EXERCISE PROMPT:
Write out the entries exactly. None of the pictures should appear in the copy.

SUPPLIED RECORDS:
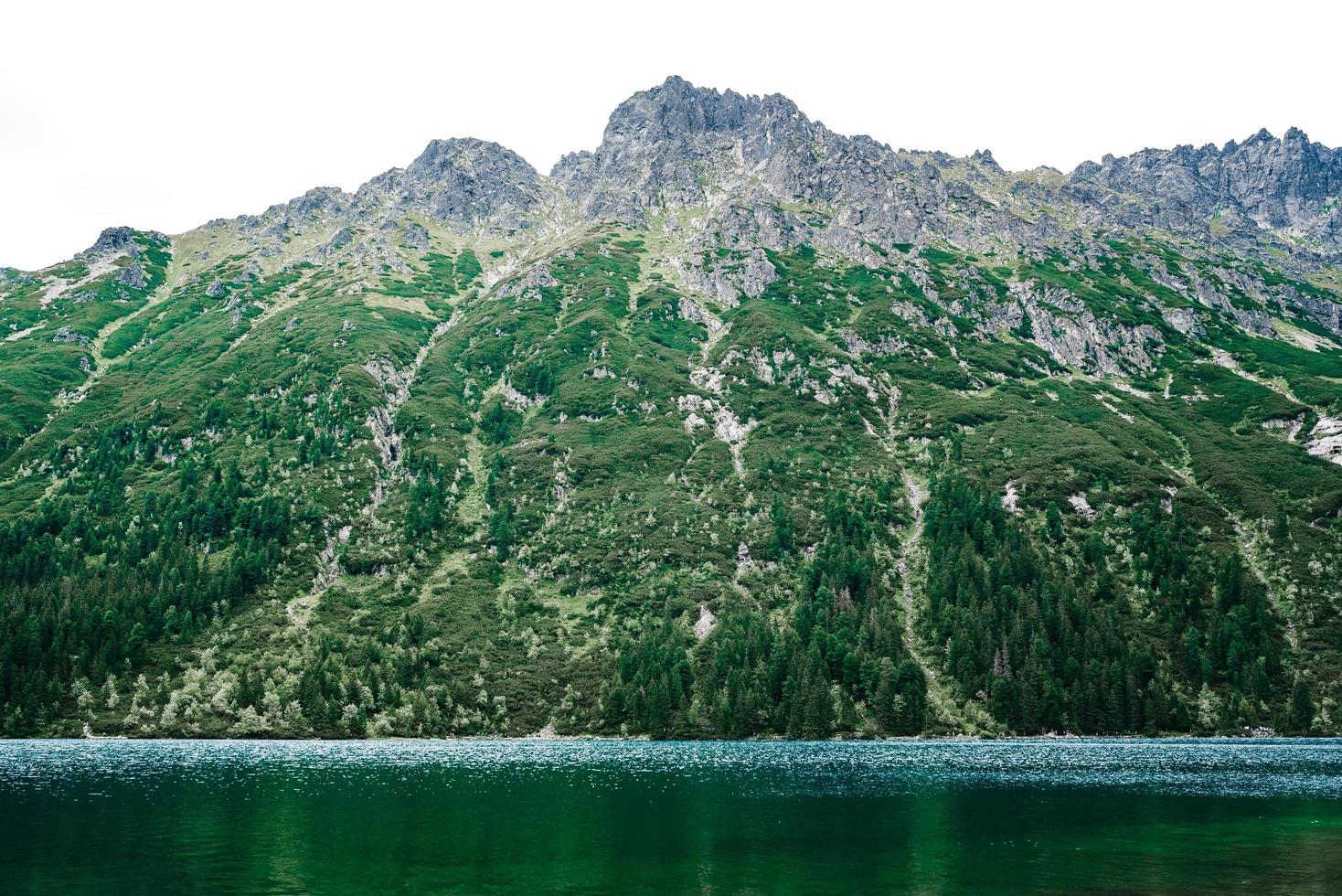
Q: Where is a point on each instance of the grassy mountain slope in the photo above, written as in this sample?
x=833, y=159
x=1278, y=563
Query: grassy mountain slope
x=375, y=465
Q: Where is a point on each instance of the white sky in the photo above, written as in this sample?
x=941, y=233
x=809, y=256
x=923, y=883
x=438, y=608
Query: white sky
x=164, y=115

OUTPUT OF THE TASK:
Q: Where is a point on each instance of the grassy mountain slope in the photo above, written as in this sample?
x=833, y=159
x=1278, y=563
Query: grassy mountain slope
x=375, y=465
Q: Where is a point on each instance of the white sky in the photo above, written as in this sample?
x=941, y=233
x=809, y=256
x=923, y=883
x=438, y=608
Query: white sky
x=164, y=115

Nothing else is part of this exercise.